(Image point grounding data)

#####

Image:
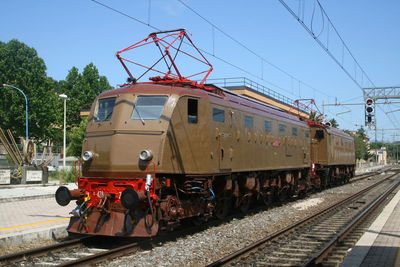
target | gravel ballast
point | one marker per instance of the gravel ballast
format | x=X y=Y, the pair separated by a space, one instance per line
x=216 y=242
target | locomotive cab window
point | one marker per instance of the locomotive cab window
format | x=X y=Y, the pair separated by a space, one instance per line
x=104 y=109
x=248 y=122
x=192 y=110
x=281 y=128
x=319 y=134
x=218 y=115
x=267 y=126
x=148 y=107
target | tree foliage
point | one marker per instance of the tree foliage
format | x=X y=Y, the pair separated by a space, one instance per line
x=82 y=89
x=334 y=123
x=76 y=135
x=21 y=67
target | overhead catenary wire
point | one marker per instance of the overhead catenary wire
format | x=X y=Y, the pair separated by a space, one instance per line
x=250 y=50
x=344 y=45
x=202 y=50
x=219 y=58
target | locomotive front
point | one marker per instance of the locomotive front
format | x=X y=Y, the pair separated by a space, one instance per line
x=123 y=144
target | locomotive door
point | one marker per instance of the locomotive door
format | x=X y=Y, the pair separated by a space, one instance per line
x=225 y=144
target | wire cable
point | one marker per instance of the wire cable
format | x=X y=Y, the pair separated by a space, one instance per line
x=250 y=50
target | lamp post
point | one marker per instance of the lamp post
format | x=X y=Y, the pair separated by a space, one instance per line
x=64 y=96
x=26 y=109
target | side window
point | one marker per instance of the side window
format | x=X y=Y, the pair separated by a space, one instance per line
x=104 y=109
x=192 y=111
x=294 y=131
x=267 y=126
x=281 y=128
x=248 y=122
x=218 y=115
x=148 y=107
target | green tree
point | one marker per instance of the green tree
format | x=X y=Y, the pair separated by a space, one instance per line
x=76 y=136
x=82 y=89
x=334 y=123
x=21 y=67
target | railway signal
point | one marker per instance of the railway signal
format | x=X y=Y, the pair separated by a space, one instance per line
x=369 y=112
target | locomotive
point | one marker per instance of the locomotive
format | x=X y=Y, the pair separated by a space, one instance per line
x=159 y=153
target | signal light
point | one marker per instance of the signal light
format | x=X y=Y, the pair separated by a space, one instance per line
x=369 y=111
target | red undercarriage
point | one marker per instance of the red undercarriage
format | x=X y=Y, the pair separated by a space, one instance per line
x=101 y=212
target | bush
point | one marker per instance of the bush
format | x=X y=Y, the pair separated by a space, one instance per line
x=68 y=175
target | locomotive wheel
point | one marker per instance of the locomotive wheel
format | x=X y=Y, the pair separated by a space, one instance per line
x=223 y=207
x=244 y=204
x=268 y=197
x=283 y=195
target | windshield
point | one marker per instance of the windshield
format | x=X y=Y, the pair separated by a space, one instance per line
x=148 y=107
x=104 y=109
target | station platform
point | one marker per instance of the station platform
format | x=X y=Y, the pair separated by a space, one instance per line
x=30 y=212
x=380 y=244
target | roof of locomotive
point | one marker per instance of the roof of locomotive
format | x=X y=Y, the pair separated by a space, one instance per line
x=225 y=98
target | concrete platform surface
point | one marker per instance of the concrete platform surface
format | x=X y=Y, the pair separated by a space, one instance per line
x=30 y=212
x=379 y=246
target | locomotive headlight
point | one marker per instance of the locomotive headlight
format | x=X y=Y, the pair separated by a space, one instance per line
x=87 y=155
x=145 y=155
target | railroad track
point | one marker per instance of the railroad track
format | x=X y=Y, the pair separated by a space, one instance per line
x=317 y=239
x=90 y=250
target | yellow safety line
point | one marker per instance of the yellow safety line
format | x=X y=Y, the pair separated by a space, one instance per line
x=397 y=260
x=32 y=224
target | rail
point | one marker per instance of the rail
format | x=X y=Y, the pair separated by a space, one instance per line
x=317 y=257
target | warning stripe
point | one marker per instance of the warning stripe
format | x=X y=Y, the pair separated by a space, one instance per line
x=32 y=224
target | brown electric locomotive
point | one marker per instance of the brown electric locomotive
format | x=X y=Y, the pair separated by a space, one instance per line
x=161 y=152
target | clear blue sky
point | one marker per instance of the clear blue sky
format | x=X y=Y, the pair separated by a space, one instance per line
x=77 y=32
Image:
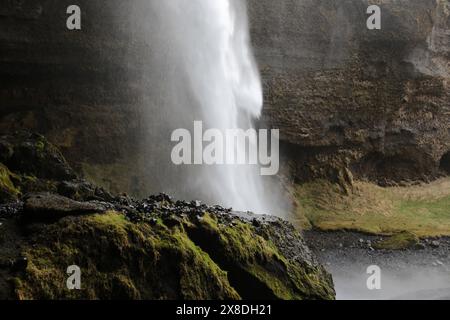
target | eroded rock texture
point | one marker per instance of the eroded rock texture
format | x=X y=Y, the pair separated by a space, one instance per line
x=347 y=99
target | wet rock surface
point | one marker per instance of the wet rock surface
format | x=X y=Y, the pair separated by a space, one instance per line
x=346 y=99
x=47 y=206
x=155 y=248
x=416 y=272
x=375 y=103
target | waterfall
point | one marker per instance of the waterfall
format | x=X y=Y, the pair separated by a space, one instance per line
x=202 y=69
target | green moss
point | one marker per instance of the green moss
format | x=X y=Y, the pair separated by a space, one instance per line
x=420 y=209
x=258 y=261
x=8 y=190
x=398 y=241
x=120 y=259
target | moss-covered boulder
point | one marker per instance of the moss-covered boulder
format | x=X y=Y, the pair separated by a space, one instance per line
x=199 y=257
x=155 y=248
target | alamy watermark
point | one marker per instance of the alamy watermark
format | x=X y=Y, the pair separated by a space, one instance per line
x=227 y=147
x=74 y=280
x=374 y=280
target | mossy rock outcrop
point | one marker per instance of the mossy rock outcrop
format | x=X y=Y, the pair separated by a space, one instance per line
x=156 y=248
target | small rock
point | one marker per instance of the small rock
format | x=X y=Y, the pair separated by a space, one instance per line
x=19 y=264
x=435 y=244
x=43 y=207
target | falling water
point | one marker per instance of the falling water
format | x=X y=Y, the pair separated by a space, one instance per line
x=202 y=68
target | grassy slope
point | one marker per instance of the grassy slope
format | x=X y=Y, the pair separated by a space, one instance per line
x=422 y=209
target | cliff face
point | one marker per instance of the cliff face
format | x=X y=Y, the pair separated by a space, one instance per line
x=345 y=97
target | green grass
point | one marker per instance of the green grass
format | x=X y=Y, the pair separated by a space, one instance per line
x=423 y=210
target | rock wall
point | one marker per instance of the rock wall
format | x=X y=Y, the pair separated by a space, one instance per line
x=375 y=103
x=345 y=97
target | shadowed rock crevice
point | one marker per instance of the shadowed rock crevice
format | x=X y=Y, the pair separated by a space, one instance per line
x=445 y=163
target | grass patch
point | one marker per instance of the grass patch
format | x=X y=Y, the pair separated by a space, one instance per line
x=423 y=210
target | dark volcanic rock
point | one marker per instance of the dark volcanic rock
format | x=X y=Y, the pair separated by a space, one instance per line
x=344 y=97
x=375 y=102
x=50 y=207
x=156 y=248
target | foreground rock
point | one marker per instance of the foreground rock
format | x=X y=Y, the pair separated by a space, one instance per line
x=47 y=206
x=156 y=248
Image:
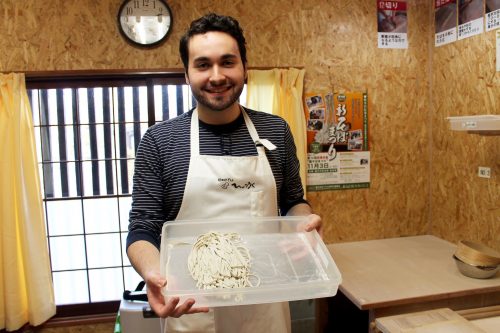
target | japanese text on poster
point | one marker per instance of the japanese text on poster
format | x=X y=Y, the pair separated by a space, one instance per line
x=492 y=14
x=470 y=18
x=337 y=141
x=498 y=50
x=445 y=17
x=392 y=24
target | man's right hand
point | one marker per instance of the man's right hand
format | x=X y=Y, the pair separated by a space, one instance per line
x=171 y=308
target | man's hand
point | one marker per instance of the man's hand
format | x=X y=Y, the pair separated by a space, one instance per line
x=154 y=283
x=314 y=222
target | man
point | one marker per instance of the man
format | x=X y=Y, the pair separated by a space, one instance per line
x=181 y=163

#####

### WHAT IS EXPECTED
Please return only the lines above, starting at the line that has "point | one marker per instance of the alamy" and ending at the line that has "point | one marker per instance of the grassy", keeping both and leaving each one unchanged.

### SOLUTION TO THIS EXERCISE
point | one marker per instance of the alamy watermark
format | x=X y=Y, the pair separated by a space, one instance per line
x=227 y=147
x=74 y=280
x=374 y=280
target | mossy rock outcrop
point | one marker per instance of the mossy rock outcrop
format | x=X y=Y, the pair separated by a space, one instance per line
x=156 y=248
target | small rock
point | one marker per instance of the small rock
format | x=X y=Y, the pair separated by a space, one instance per line
x=19 y=264
x=435 y=244
x=43 y=207
target | falling water
point | one marker per instance of the falling water
format | x=X y=Y, the pair separated by a space, one instance per line
x=202 y=68
target | grassy slope
point | one marker per instance of the grassy slope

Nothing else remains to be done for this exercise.